-- PAGE EXCERPT start --

Both Apple and Mozilla have this year begun taking steps to limit how this data is shared, with their respective Safari and Firefox web browsers.
With the new tool, Facebook says users can see a summary of the information apps and websites have sent to Facebook. Users can then "disconnect" this information from their Facebook account, then choose to have all future off-Facebook activity disconnected from their account.
Alternatively, users can opt to disconnect only information collected by specific apps and websites. However, while this data is disconnected, it is not deleted. Instead, while Facebook will no longer know you specifically have looked at the shoes in the above example, it could still know that lots of Facebook users are looking at them on the retailer's website, then distribute ads accordingly.
Facebook says: "If you clear your off-Facebook activity, we'll remove your identifying information from the data that apps and websites choose to send us. We won't know which websites you visited or what you did there, and we won't use any of the data you disconnect to target ads to you on Facebook, Instagram or Messenger."
The new tool helps users understand how their data is being sharedFacebook
The social network, which said somewhat defensively "this is how much of the internet works," added that it expects disconnection "could have some impact on our business, but we believe giving people control over their data is more important."
Facebook is rolling out the new privacy option very slowly at launch. For now, it is only available to users in Ireland, Spain and South Korea. But the company says it will roll out "everywhere over the coming months".

-- PAGE EXCERPT end --
-- EXTRACTED ENTRIES start --

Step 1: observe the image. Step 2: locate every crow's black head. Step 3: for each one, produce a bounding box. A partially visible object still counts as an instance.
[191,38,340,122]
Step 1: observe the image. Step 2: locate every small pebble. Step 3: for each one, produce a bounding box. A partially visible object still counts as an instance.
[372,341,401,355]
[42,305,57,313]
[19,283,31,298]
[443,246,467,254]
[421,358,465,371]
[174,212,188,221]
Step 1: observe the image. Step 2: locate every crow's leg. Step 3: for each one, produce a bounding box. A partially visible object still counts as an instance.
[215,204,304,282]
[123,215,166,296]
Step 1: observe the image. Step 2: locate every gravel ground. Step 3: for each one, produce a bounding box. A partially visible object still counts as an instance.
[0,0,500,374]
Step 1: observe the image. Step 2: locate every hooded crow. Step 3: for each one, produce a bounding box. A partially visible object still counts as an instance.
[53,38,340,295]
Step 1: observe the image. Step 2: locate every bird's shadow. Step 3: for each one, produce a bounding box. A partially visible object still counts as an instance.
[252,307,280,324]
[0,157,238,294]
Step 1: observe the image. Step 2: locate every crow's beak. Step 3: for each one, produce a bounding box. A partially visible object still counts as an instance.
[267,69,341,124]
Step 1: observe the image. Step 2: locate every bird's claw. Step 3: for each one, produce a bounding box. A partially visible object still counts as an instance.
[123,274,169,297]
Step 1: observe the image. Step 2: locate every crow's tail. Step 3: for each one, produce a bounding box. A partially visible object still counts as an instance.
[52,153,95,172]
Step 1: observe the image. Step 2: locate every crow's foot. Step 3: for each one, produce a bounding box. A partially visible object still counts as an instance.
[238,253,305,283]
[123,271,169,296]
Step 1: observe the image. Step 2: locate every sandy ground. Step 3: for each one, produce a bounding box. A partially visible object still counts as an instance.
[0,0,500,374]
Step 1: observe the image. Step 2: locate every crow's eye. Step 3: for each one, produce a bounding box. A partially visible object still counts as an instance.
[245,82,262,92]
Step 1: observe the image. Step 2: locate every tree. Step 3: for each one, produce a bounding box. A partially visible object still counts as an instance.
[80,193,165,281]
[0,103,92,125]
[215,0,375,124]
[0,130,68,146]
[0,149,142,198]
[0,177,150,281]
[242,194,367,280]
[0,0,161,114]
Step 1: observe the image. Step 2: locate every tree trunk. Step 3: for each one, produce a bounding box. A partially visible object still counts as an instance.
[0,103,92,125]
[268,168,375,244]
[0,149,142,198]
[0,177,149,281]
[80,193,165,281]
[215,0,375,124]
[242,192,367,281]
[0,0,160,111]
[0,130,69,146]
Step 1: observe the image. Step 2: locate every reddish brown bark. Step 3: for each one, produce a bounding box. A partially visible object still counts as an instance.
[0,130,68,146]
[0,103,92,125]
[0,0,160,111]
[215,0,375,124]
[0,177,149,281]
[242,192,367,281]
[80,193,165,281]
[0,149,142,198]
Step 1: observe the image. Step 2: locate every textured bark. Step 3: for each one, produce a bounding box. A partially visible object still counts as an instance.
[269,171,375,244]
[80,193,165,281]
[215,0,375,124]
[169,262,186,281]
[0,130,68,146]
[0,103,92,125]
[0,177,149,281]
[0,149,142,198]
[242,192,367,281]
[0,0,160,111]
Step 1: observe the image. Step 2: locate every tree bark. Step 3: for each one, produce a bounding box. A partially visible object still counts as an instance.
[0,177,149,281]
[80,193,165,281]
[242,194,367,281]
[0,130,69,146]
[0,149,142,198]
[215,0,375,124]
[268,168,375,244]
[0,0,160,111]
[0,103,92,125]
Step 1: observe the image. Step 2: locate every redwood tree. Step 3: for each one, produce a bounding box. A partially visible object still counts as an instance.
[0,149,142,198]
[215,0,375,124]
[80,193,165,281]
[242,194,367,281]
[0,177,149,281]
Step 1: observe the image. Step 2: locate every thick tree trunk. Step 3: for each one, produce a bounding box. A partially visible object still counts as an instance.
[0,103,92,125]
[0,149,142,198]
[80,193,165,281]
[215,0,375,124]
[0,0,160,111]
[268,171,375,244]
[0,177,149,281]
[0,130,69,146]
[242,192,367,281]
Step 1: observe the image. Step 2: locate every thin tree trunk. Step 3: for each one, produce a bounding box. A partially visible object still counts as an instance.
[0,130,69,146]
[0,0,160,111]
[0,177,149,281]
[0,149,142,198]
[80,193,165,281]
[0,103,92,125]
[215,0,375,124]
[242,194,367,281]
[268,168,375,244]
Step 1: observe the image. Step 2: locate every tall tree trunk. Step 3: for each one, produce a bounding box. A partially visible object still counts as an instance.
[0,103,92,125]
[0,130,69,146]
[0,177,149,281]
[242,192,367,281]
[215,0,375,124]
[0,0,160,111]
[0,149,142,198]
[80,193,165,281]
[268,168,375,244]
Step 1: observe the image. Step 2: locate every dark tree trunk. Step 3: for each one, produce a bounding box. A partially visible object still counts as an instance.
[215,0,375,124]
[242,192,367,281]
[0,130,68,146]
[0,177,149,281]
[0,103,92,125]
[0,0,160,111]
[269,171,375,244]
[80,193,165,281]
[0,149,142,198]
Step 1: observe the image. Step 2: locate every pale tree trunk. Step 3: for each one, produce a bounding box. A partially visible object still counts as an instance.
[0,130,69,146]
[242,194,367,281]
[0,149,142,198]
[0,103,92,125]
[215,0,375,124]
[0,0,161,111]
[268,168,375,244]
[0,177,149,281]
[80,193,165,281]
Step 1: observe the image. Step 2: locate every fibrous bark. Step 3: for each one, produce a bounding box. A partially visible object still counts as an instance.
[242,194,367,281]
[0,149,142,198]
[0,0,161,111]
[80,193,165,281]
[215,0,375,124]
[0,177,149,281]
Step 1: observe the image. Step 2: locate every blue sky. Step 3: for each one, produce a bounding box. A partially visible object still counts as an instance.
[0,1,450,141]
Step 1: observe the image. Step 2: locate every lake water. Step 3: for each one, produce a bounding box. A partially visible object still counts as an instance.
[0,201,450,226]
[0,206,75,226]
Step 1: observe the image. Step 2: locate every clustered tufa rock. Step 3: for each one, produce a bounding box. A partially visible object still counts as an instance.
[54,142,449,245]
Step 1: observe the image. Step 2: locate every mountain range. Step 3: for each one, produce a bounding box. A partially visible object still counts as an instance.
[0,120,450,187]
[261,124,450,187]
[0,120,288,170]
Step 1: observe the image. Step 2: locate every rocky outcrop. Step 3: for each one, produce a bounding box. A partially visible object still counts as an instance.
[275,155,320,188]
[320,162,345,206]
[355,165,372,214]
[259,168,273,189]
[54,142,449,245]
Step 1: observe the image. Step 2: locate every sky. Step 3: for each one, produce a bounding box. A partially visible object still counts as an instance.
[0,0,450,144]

-- EXTRACTED ENTRIES end --

> PROMPT 1:
Name every country where the privacy option described in the text about Facebook's new privacy tool is available for now.
> PROMPT 2:
According to the text about Facebook's new privacy tool, which web browsers have Apple and Mozilla used this year to limit how this data is shared?
> PROMPT 3:
Extend the text about Facebook's new privacy tool, starting after its final sentence.

> EXPECTED OUTPUT 1:
Ireland, Spain and South Korea.

> EXPECTED OUTPUT 2:
Safari and Firefox.

> EXPECTED OUTPUT 3:
The new tool represents the first time Facebook users have been able to see in detail how the social network watches their activity across the internet and their smartphone apps. It will let users see who has shared their information with Facebook, how many times they have done so, and when.
Facebook says the average user has 80 apps on their smartphones and uses 40 every month. So if you use the new tool to look at the data collected by those apps - and many of the websites you visit - you could be presented with a surprisingly large database.
To be clear, this information relates to the device used to visit websites and use apps. Facebook hasn't said exactly what data is given to it by the sites you visit, but it likely includes a device ID, along with a description of the device, such as its manufacturer and model name, operating system, web browser name, and display resolution.
This is a step in the right direction for Facebook, but we wouldn't be surprised to hear horror stories from the first users to look at the data collected by the social network. Those who use a lot of apps and visit a broad range of websites will likely be shocked at how much information all of those services are sending back to Facebook.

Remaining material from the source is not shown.